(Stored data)
========================================

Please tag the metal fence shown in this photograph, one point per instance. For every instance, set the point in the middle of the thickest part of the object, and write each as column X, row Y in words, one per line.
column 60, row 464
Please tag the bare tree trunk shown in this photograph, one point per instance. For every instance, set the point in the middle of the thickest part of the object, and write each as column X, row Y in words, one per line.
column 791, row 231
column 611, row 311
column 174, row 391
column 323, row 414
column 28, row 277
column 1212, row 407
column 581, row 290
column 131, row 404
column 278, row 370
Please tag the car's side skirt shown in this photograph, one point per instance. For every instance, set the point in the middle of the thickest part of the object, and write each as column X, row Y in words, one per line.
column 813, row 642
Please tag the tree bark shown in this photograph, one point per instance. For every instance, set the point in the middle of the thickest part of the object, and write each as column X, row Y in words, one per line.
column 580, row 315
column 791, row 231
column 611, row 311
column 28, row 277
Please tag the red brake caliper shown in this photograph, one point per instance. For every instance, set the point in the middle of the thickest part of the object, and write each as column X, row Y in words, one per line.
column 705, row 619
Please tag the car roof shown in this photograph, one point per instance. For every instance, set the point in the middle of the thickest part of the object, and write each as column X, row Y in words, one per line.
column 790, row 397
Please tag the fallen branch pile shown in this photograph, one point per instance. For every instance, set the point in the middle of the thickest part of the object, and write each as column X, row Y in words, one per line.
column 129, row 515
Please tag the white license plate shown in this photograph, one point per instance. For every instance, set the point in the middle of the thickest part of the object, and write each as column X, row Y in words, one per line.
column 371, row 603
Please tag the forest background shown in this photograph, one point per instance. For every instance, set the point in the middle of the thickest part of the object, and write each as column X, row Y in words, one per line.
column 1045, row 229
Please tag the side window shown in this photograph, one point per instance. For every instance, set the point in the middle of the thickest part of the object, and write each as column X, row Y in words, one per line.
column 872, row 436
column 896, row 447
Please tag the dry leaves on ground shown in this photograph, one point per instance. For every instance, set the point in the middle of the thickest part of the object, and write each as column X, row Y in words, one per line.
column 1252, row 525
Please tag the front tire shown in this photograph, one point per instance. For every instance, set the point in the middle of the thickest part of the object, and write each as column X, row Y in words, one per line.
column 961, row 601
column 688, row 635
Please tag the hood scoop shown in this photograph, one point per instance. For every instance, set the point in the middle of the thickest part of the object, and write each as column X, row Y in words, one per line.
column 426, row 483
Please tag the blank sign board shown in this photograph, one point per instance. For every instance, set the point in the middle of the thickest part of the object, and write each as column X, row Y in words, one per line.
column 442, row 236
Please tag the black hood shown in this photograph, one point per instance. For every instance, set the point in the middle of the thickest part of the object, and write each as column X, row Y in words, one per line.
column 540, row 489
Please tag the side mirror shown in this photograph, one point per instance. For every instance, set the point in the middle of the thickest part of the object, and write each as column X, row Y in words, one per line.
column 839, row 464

========================================

Work instruction: Once more, write out all of the entries above exactly.

Response below:
Please tag the metal fence shown in this photograph, one point per instance. For every instance, set the point in the middle of the thickest part of the object, and write each as column X, row Y in words, one per line.
column 60, row 464
Please tag the bare tree trunk shown in this photograph, one point per instance. For every instance, set the point in the middle of the thickest part of the object, and write each as column X, row Y in words, one per line.
column 791, row 231
column 611, row 311
column 174, row 391
column 323, row 414
column 28, row 277
column 1212, row 407
column 581, row 290
column 131, row 404
column 278, row 370
Please tag the car's side skirt shown in this photograph, one point per instance. For every instance, set the point in the middle of the thickest part of the object, and write each as column X, row Y in words, one per line.
column 813, row 642
Please tag the tree bark shown in this photograph, one point per instance. For every instance, set the point in the middle of the thickest part of the object, and write each as column X, row Y in words, one per line.
column 580, row 315
column 791, row 231
column 611, row 311
column 28, row 277
Please tag the red brake caliper shown in this photograph, one point per instance. For every instance, set the point in the middle of the thickest part of the object, and write each as column X, row Y in words, one per line.
column 705, row 619
Please tag the car roof shown in this photograph, one point per instance. For every instance, set the point in the middle of the thickest part of the object, and write each as column X, row Y in words, one per line.
column 790, row 397
Please tag the fallen branch pile shown in this photograph, one point per instance. For every instance, set the point in the middle of the thickest part of the object, and write each as column X, row Y in words, one per line.
column 129, row 515
Please tag the white license plate shown in this photograph, one point per instance. For every instance, set the point in the middle of the thickest part of the object, and write each as column X, row Y in words, one per line.
column 371, row 603
Please tag the forest background shown in this photograph, one point per instance. For every instance, set the point in the middle of the thickest part of the object, and write each as column X, row Y in words, one per line.
column 1045, row 229
Please tag the side window shown in this photograph, one point per instance. For every instance, set the point in the middle of the thickest part of the object, and write each as column X, row Y in words, one per line.
column 872, row 436
column 896, row 447
Please tag the dry leaves on ground shown in this photograph, one point per instance. For every instance, set the point in the middle of the thickest part of the object, and write each as column X, row Y in words, one per line.
column 1252, row 525
Please tag the front tire shown in this photograph, one point per instance. For every instance, set the point in the middle of the thickest part of the object, and write each as column X, row Y in words, one per line.
column 961, row 601
column 688, row 635
Please tag the hood scoop shown in this photograph, one point per instance. For every instance, set the point in the middle of the thickest part of the object, and write each as column X, row Y in words, one per line.
column 426, row 483
Please tag the blank sign board shown in this photograph, one point per instance. For every instance, set the point in the middle of the thickest part of the object, and write each as column X, row Y in words, one per line.
column 442, row 236
Please tag the black hood shown in this photograph, one point per instance. For every instance, set the point in the middle of the thickest part of the object, and write each as column X, row Y in words, one per line.
column 540, row 489
Please tag the side mirror shown in this photograph, one point per instance. For every instance, set the point in the middle of the thickest part of the object, and write each as column X, row Y in words, one per line.
column 839, row 464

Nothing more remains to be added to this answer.